WORK TO DO:
Copy verbatim the records between the lines containing "Isolate bush near" and "xmin=5 ymin=9 xmax=294 ymax=184", inclusive.

ENTRIES:
....................

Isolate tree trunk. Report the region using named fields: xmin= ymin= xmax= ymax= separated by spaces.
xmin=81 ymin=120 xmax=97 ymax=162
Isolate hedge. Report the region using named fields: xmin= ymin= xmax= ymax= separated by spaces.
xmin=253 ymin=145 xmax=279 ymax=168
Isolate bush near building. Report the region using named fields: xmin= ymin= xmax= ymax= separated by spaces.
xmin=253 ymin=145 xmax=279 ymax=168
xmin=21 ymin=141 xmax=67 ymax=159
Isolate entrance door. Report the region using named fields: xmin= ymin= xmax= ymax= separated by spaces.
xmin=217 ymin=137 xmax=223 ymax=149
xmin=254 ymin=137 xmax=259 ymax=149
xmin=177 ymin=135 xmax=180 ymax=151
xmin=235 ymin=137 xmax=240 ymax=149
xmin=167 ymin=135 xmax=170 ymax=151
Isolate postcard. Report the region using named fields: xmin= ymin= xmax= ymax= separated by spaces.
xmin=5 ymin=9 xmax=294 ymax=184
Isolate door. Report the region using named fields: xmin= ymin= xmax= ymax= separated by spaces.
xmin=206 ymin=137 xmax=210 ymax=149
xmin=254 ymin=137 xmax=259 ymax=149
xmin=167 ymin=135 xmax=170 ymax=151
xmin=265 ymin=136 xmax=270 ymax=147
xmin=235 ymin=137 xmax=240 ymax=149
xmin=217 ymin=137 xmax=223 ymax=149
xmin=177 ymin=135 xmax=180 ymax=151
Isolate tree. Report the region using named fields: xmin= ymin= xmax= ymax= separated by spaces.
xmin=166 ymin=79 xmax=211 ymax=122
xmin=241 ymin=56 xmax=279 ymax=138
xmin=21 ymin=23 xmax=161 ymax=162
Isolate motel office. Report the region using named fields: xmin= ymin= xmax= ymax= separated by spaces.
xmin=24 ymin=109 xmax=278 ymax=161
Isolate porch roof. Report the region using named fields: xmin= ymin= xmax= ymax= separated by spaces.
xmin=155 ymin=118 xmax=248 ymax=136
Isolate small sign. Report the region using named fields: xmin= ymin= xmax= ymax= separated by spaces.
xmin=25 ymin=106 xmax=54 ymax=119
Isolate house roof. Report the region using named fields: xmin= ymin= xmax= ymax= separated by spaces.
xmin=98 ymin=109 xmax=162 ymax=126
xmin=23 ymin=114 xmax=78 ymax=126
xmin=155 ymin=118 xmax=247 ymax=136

....................

SOLUTION TO THIS EXERCISE:
Isolate bush near building. Report the region using named fields: xmin= ymin= xmax= ymax= separated by spaces.
xmin=253 ymin=145 xmax=279 ymax=168
xmin=21 ymin=141 xmax=67 ymax=159
Isolate entrance door. Report the region using named fields: xmin= ymin= xmax= ymax= separated by spaces.
xmin=217 ymin=137 xmax=223 ymax=149
xmin=254 ymin=137 xmax=259 ymax=149
xmin=177 ymin=135 xmax=180 ymax=151
xmin=235 ymin=137 xmax=240 ymax=149
xmin=167 ymin=135 xmax=170 ymax=151
Isolate postcard. Report the region using named fields: xmin= ymin= xmax= ymax= separated by spaces.
xmin=5 ymin=9 xmax=294 ymax=184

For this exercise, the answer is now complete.